◆ PETIT EXERCICE: Reproduisez tel quel un passage de la liste ci-dessous : commencez à la ligne qui contient « Can you find the bird tail? » et continuez jusqu'à la ligne qui contient « x=415, y=243 », ces deux lignes comprises.

◆ ENTRÉES:
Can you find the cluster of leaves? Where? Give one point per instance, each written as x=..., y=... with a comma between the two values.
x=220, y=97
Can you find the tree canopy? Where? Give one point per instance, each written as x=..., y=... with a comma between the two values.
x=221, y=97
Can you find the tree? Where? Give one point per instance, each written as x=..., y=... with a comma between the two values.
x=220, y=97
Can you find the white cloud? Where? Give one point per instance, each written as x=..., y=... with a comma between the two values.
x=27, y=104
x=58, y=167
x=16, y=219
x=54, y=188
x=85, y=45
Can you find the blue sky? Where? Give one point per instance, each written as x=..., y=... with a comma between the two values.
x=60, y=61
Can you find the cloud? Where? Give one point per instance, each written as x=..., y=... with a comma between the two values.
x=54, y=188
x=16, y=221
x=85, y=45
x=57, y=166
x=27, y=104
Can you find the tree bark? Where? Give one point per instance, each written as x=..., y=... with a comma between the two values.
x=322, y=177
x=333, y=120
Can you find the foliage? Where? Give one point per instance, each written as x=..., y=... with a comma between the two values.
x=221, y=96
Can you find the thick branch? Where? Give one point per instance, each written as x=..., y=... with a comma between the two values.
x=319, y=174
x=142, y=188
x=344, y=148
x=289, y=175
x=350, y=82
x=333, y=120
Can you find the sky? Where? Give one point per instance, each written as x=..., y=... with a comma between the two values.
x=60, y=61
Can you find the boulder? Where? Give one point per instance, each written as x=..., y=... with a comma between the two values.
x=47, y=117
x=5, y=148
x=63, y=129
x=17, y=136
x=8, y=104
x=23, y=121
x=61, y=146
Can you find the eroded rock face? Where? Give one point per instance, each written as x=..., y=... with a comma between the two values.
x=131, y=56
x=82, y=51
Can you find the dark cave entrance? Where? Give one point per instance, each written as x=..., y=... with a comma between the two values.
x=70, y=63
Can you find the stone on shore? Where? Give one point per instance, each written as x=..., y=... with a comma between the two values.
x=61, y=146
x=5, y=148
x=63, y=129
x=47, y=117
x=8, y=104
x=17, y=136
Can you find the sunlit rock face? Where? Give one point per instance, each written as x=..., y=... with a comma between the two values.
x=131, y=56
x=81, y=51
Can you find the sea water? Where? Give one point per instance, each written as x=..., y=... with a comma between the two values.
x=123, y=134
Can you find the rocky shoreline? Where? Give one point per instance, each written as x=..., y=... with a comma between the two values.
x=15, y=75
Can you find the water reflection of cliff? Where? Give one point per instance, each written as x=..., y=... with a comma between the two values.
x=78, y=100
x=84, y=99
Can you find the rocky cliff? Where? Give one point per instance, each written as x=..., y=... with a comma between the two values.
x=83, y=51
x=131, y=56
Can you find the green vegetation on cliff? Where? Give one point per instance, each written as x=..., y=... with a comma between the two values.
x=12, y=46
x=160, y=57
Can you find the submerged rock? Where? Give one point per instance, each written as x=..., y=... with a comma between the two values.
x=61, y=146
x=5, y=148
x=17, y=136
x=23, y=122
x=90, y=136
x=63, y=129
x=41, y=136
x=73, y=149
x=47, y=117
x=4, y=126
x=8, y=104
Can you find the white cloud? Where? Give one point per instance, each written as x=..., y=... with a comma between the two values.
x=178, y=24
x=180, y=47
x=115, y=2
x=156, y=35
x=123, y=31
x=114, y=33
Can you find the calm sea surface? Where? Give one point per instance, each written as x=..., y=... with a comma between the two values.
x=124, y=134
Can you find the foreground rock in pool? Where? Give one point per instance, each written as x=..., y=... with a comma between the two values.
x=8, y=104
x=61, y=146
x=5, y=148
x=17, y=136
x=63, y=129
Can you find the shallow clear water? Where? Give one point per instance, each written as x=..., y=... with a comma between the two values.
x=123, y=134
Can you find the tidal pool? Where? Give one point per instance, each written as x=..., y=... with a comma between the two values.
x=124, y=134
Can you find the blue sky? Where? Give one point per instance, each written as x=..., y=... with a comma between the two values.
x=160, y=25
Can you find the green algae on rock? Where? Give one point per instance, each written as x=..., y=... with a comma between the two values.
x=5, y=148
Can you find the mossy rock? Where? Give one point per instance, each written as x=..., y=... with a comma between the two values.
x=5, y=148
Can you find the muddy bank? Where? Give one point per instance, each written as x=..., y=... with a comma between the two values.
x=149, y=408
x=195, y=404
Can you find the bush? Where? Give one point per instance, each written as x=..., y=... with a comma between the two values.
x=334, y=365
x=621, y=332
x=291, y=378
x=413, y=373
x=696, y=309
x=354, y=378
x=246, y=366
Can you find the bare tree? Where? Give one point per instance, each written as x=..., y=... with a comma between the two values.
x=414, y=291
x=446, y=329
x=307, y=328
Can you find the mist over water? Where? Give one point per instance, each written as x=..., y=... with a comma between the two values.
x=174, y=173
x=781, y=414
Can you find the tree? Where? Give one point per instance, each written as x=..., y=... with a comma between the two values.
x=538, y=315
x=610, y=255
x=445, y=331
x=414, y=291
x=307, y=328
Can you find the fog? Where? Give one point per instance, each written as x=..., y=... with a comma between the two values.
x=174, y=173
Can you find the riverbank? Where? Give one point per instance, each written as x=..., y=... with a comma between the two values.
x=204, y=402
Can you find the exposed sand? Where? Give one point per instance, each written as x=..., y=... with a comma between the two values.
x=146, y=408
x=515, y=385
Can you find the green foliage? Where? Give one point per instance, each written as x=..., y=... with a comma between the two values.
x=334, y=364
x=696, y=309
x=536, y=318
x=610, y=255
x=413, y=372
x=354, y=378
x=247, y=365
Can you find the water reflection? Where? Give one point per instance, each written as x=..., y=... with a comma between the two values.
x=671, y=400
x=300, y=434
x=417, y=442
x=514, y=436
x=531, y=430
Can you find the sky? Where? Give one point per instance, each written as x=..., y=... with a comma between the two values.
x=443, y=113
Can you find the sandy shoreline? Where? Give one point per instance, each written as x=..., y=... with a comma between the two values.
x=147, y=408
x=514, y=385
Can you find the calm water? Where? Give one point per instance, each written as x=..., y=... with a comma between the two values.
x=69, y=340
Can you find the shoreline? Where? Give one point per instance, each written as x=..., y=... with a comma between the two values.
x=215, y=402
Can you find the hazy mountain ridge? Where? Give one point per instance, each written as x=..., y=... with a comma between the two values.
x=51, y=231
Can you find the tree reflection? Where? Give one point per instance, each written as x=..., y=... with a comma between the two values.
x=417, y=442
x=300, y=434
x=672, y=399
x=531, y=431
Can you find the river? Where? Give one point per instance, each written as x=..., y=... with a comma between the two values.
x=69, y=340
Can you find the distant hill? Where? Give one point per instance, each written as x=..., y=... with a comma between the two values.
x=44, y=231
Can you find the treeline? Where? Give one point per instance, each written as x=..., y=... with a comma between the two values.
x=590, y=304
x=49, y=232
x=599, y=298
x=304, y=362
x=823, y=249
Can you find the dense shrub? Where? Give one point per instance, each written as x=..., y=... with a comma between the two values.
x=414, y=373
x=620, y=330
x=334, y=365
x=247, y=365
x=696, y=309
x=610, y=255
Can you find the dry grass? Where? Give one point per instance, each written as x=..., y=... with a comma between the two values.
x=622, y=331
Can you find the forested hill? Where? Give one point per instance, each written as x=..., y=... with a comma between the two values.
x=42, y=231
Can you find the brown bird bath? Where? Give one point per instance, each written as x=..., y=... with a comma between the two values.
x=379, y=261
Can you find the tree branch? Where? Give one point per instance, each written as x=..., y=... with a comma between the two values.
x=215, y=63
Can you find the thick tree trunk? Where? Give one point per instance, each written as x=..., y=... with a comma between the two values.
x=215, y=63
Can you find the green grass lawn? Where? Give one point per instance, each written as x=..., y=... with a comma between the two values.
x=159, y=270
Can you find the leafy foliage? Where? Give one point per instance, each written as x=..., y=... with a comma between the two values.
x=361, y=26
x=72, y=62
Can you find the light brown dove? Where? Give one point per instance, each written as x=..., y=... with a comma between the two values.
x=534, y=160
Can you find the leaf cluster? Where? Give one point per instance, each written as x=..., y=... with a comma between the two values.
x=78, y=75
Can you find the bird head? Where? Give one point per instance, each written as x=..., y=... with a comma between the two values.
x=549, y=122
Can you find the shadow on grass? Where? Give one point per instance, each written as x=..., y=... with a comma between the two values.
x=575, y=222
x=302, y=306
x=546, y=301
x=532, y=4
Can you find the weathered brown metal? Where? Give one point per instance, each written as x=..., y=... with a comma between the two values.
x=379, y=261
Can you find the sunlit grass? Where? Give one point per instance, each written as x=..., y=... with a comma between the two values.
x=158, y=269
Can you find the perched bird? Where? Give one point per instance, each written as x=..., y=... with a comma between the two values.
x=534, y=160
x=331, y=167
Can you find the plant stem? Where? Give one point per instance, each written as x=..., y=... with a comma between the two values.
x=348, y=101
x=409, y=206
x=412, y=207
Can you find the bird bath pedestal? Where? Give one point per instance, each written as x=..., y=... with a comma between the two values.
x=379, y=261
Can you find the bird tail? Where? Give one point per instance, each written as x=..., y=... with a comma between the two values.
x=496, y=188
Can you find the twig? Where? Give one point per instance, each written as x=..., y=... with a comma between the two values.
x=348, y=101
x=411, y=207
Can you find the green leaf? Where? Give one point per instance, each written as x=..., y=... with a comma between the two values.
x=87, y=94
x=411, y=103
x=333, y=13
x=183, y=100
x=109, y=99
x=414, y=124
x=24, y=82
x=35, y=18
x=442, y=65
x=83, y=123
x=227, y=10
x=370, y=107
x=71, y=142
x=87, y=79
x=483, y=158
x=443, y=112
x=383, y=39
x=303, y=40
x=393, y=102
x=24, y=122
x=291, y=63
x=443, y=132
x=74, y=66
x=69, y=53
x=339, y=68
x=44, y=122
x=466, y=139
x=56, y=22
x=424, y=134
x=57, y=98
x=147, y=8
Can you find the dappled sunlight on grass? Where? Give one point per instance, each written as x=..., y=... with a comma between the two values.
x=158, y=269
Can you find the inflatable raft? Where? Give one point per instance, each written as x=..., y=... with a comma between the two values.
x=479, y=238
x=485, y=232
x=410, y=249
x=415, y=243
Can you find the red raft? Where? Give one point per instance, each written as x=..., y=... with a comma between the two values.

◆ CORRIGÉ:
Can you find the bird tail? Where? Give one point per instance, each written as x=..., y=... with a comma between the two values.
x=496, y=188
Can you find the twig? Where? Give one point per instance, each written as x=..., y=... with a comma between the two values.
x=348, y=101
x=411, y=207
Can you find the green leaf? Where? Give one point per instance, each written as x=..., y=... with a comma between the two values.
x=87, y=94
x=411, y=103
x=333, y=13
x=183, y=100
x=109, y=99
x=414, y=124
x=24, y=82
x=35, y=18
x=442, y=65
x=83, y=123
x=227, y=10
x=370, y=107
x=71, y=142
x=87, y=79
x=483, y=158
x=443, y=112
x=383, y=39
x=303, y=40
x=393, y=102
x=24, y=122
x=291, y=63
x=443, y=132
x=74, y=66
x=69, y=53
x=339, y=68
x=44, y=122
x=466, y=139
x=56, y=22
x=424, y=134
x=57, y=98
x=147, y=8
Can you find the dappled sunlight on grass? Where? Give one point per instance, each written as x=..., y=... with a comma between the two values.
x=158, y=269
Can you find the inflatable raft? Where? Give one point per instance, each written as x=..., y=... with a comma between the two values.
x=479, y=238
x=485, y=232
x=410, y=249
x=415, y=243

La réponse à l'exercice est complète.